- [Prompt] Write out the data below in full. Keep it exact.

- [Records for this exercise]
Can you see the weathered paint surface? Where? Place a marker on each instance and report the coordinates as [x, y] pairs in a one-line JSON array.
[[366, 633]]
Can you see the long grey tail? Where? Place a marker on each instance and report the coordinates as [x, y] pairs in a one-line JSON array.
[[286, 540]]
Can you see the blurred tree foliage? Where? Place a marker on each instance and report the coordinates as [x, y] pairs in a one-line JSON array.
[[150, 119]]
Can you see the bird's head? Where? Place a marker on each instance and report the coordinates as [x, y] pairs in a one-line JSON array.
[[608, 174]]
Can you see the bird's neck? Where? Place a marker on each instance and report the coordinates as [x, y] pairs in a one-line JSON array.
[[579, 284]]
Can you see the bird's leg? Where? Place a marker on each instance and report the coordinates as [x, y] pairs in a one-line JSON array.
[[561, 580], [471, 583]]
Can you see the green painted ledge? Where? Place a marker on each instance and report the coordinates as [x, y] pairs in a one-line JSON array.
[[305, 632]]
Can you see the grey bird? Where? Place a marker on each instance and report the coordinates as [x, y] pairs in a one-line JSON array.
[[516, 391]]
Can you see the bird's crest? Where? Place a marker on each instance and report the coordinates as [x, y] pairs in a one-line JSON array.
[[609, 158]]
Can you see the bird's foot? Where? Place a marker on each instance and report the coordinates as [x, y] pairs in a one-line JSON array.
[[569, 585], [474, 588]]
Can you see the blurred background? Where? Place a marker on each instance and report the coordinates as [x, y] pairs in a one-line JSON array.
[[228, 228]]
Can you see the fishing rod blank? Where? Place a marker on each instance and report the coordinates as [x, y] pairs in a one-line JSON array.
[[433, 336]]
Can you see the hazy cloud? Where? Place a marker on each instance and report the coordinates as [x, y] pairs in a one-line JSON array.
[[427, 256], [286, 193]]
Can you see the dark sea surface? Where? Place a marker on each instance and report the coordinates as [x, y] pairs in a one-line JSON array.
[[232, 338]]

- [Result of the task]
Can you see the weathered paint surface? Where? Place a marker on each instance and report the coordinates as [x, y] pairs in a one-line JSON array.
[[366, 633]]
Can you see the long grey tail? Where? Place a marker on each instance and report the coordinates as [x, y] pairs in a one-line JSON array.
[[286, 540]]
Can you see the blurred tree foliage? Where? Place a marker on each instance and report the coordinates as [x, y] pairs in a one-line JSON array.
[[150, 119]]
Can you see the bird's head? Where? Place a marker on each instance and report the coordinates as [x, y] pairs in a one-line JSON array.
[[608, 174]]
Can you see the bird's neck? Where? Place a marker on each instance and report the coordinates as [x, y] pairs in a one-line JSON array.
[[579, 284]]
Can you see the bird's leg? Where? Place a marker on each instance and report the coordinates as [x, y] pairs in a one-line JSON array.
[[561, 580], [471, 583]]
Can you see the green painted ledge? Where? Place a marker on each instance and report the coordinates as [x, y] pairs in a one-line JSON array.
[[305, 632]]
Can you see the grey bird? Where? Place a marker on each instance and report the coordinates as [x, y] pairs in a one-line JSON array.
[[516, 391]]
Can you see the bird's crest? Where? Place a marker on each instance and report the coordinates as [x, y] pairs in a one-line JSON array.
[[609, 158]]
Can you see the bird's foot? Where? Place a marker on each instance and report the coordinates as [x, y] pairs in a one-line JSON array.
[[569, 585], [474, 588]]
Can you see the blurred background? Where? Place a marker on each instance and report the coordinates as [x, y] pairs in a one-line JSON array.
[[228, 228]]
Can you see the fishing rod blank? Where? Place a marker on each instance and report the coordinates as [x, y] pairs in a one-line JSON array.
[[433, 336]]
Can you see the hazy cloud? Where? Place a marker on each instance and report the coordinates as [x, y] pairs in a one-line JSON array.
[[427, 256], [286, 193]]
Can you see the dark sea surface? Where? Place a marker on each instance and report the coordinates as [x, y] pairs in a one-line JSON array.
[[232, 338]]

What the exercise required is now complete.